__YOUR INSTRUCTIONS__
Reproduce all of the material below verbatim, line for line.

__Stored items__
>> begin
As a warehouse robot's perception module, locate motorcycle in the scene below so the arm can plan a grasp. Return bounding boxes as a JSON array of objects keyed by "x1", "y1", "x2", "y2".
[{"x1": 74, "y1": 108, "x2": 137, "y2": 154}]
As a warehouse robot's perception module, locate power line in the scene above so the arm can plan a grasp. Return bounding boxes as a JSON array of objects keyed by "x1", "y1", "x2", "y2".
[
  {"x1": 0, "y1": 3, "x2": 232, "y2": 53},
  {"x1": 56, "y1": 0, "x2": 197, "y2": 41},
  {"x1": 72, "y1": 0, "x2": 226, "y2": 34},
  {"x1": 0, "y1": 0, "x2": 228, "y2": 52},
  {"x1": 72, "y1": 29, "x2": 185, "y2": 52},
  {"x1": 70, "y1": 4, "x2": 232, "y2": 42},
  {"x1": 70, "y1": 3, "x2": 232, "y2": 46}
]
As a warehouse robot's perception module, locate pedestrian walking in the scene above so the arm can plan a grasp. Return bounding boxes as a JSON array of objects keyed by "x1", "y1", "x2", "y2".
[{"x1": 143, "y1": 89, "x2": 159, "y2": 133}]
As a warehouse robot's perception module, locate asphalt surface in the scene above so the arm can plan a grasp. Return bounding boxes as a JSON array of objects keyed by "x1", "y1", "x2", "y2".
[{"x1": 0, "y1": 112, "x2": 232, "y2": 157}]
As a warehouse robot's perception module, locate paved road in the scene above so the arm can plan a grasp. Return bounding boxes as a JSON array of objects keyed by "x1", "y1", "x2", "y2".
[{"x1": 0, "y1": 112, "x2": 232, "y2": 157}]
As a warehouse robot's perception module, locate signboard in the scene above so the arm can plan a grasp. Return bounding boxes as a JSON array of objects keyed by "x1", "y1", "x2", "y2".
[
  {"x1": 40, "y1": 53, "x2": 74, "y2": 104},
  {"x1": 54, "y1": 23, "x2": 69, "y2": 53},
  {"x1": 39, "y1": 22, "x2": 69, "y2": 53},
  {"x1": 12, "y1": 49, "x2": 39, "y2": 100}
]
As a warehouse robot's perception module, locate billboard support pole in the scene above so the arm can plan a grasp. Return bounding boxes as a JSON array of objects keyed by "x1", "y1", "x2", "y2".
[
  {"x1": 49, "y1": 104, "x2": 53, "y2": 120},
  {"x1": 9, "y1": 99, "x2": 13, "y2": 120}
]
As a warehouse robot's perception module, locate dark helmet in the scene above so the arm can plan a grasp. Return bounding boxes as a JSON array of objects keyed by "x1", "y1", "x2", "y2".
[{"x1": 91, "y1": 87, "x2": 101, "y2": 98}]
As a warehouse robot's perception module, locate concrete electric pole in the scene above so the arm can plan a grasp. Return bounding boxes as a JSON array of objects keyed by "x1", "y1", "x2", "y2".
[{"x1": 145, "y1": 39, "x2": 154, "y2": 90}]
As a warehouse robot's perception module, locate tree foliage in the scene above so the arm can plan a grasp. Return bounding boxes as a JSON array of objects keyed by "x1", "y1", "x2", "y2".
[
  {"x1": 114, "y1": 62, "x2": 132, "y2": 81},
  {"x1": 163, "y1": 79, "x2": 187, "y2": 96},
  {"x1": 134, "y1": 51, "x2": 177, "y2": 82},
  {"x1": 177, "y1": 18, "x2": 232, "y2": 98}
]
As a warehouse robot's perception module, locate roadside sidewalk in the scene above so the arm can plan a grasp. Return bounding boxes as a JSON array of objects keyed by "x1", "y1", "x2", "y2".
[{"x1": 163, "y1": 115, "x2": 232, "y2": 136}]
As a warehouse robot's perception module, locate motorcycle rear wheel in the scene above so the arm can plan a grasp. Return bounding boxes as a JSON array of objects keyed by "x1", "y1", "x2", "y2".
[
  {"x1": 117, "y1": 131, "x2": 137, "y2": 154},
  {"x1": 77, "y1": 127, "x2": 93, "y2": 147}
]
>> end
__WORKED SOLUTION__
As a warehouse robot's perception module, locate motorcycle in the scene below so the arm can plan a grasp. Return bounding boxes as a JSON array of objects keyed by "x1", "y1", "x2", "y2".
[{"x1": 74, "y1": 108, "x2": 137, "y2": 154}]
As a warehouse robot's perception module, locate power line in the scene above so the arm can plan a grasp. Return bounding boxes as a JSON array of objects keyed by "x1", "y1", "x2", "y2".
[
  {"x1": 0, "y1": 3, "x2": 232, "y2": 53},
  {"x1": 56, "y1": 0, "x2": 197, "y2": 41},
  {"x1": 72, "y1": 0, "x2": 226, "y2": 34},
  {"x1": 0, "y1": 0, "x2": 228, "y2": 52},
  {"x1": 72, "y1": 29, "x2": 185, "y2": 52},
  {"x1": 70, "y1": 4, "x2": 232, "y2": 42},
  {"x1": 70, "y1": 3, "x2": 232, "y2": 46}
]
As a warehouse robot's perception module, locate pedestrian walking in the scene above so the arm can plan a grasp. Return bounding boxes as a JSON array of objects keyed by "x1", "y1", "x2", "y2".
[{"x1": 143, "y1": 89, "x2": 159, "y2": 133}]
As a warehouse robot's perception module, locate asphalt surface in the scene above so the arm can plan a grasp. Return bounding boxes as a JSON array of objects keyed by "x1", "y1", "x2", "y2".
[{"x1": 0, "y1": 112, "x2": 232, "y2": 157}]
As a warehouse robot's perception module, locate paved road in the scene above so the arm can plan a grasp. Return bounding boxes as a JSON array of objects keyed by "x1", "y1", "x2", "y2".
[{"x1": 0, "y1": 112, "x2": 232, "y2": 157}]
As a warehouse robot's perception module, locate signboard in the scene above so the arm can plan a grasp. Return bounding boxes as a JSON array of objects keyed by "x1", "y1", "x2", "y2".
[
  {"x1": 40, "y1": 53, "x2": 74, "y2": 104},
  {"x1": 54, "y1": 23, "x2": 69, "y2": 53},
  {"x1": 39, "y1": 22, "x2": 69, "y2": 53},
  {"x1": 12, "y1": 49, "x2": 39, "y2": 100}
]
As a warehouse robot's perception module, locate billboard support pole in the scene above so the arm can plan a grasp. Return bounding boxes as a JSON array of objects keyed by "x1", "y1", "x2", "y2".
[
  {"x1": 49, "y1": 104, "x2": 53, "y2": 120},
  {"x1": 9, "y1": 99, "x2": 13, "y2": 120}
]
As a warehouse robot's perception module, locate dark helmet in the scene above so the arm can plan a grasp. Return bounding boxes as a JSON array of objects keyed by "x1", "y1", "x2", "y2".
[{"x1": 91, "y1": 87, "x2": 101, "y2": 98}]
As a warehouse robot's perception module, locate concrete electric pole in the scene above so the arm can plan a grasp. Return bounding boxes as a JSON array of objects keyed by "x1", "y1", "x2", "y2".
[{"x1": 145, "y1": 39, "x2": 154, "y2": 90}]
As a warehouse robot's perception module, locate tree foliage in the scene above so the arm can plan a grasp. Return bounding boxes as a JSON array of objects keyed by "x1", "y1", "x2", "y2".
[
  {"x1": 114, "y1": 62, "x2": 132, "y2": 81},
  {"x1": 163, "y1": 79, "x2": 187, "y2": 96},
  {"x1": 134, "y1": 51, "x2": 177, "y2": 82},
  {"x1": 177, "y1": 18, "x2": 232, "y2": 98}
]
As a warehouse robot's perception module, locate roadside sidewalk in the scene above so the arm can plan a grasp. Return bounding boxes as a JSON array of objects keyed by "x1", "y1", "x2", "y2".
[{"x1": 163, "y1": 115, "x2": 232, "y2": 136}]
As a warehouse robot's perception module, locate motorcycle rear wheel in the scene above so the arm can plan a grasp. Return bounding boxes as a JSON array of objects keyed by "x1", "y1", "x2", "y2".
[
  {"x1": 117, "y1": 131, "x2": 137, "y2": 154},
  {"x1": 77, "y1": 127, "x2": 93, "y2": 147}
]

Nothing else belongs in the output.